Larry McMurtry has died. He passed away on March 25, 2021, in Archer City, Texas,US, at the age of 84 years. This is sad news for book lovers like me. I am a Larry McMurtry fan, having always enjoyed his terse but lucid style of writing.

In the 1960s, McMurtry published the first of a series of books that made him famous, and that were filmed. They were all set in Texas, a setting with which he would become particularly adept at writing about. These were Horseman, Pass By (1962), adapted for film as Hud; Leaving Cheyenne (1963), adapted for film as Lovin’ Molly, and the best known of the trilogy, The Last Picture Show (1966), adapted for film as The Last Picture Show.

From 1966 to 2008, McMurtry wrote a series of novels with the memorable protagonist “Duane Moore”. These included The Last Picture Show; Texasville (1987), which was made into a film with the same name, Duane’s Depressed (1999), which I reviewed; When The Light Goes (2007); and Rhino Ranch: A Novel (2009), which I reviewed as well.

One of the authors of Brokeback Mountain

But what he was very well known for is Brokeback Mountain, the Academy Award-winning screenplay that he wrote with Diana Ossana, that is itself an adaptation of the short story written by E. Annie Proulx.

> _Problem A_: In the piece on Larry McMurtry's death, why does the writer call it sad news on a personal level?
> _Problem B_: According to the piece on Larry McMurtry, which novels feature the protagonist Duane Moore? Give each title with its year.
> _Problem C_: Resume the piece on Larry McMurtry after its sentence about the Brokeback Mountain screenplay.

> _Data rows_:
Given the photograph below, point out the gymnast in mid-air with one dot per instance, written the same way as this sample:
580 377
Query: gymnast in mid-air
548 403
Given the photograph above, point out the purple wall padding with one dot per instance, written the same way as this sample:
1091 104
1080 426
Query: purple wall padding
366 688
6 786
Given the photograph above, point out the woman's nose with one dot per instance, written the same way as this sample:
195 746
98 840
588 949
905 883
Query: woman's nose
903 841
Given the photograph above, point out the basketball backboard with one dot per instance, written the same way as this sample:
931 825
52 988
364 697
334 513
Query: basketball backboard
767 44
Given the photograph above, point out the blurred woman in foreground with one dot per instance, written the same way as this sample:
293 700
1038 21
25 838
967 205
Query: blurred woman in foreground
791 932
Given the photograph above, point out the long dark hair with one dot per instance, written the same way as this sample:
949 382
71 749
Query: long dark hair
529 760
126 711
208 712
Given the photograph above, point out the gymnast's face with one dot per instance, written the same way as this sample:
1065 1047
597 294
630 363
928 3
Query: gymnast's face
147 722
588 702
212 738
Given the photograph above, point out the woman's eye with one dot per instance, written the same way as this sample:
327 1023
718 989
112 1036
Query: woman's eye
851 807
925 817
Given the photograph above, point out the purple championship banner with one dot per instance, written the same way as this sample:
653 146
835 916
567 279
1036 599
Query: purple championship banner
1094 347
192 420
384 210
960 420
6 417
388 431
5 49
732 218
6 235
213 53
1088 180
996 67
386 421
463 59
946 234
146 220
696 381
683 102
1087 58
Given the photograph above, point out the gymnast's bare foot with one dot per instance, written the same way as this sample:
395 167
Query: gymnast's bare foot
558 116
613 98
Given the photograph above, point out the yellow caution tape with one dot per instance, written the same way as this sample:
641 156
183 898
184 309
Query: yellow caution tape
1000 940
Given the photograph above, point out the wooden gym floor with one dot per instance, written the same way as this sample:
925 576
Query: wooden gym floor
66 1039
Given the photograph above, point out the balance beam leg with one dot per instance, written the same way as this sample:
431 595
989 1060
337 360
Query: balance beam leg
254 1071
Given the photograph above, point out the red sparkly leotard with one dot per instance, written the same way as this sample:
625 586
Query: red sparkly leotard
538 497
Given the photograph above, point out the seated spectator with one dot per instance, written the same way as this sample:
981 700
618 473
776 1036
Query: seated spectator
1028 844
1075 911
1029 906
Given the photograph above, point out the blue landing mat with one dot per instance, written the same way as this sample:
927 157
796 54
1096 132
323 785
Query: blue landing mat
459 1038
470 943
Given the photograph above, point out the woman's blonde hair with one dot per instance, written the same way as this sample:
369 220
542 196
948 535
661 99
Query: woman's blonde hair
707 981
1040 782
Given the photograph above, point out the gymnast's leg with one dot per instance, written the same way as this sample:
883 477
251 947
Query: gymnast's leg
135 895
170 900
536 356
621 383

> _Response A_: The writer is a McMurtry fan and has always enjoyed his terse but lucid style of writing.

> _Response B_:
- The Last Picture Show (1966)
- Texasville (1987)
- Duane's Depressed (1999)
- When The Light Goes (2007)
- Rhino Ranch: A Novel (2009)

> _Response C_:
Brokeback Mountain – a daring story for its time about the thwarted attraction and love between two married ranch-hands – was originally published in The New Yorker in 1997, and then slightly expanded and republished in Proulx’s 1999 collection of short stories, Close Range: Wyoming Stories. The story together with the screenplay was republished 2005 when the film version was released, along with essays by Proulx and the screenwriters, McMurtry and Ossana, as Brokeback Mountain: Story to Screenplay.

The film, starring Jake Gyllenhaal and Heath Ledger in the lead roles, won many awards, and the unusual love story gained cult status, with many adaptations and even Fan Fiction (to change the ending which most fans feel is just too unbearably sad).

As I pointed out in my review of McMurtry’s 2009 novel, Rhino Ranch, this collaboration was particularly successful since the writing of Proulx and McMurtry are similar in some ways: both McMurtry and Proulx often write about cowboys, farmers, labourers  ranching, and rural towns that are threatened by industrialization. Both writers often set their stories in the American Midwest and Southwest, and both writers have written series of books, for instance, McMurtry’s Lonesome Dove series, which was also filmed. And of course, both writers create the kind of iconic and memorable characters and settings which, along with their writing style, make their books good candidates for screenplays.

The fine art of economical prose

McMurtry’s last standalone novel, the Last Kind Words Saloon, published in 2014, is probably the essence of all that is “McMurtry-ish“, condensed into one book. If you were to say what that essence is of McMurtry’s writing style, it would be his economical prose, something which is really difficult to write well.

Frontispiece from The Last Kind Words Saloon.

His writing style is perfectly suited to the settings of many of his novels, which is Texas: strong, no-nonsense and to the point. And like the state, by reputation, and the cowboys and oilmen about whom he writes, it is dry and a bit caustic.

His sentences are short, succinct, spare, perfectly expressed.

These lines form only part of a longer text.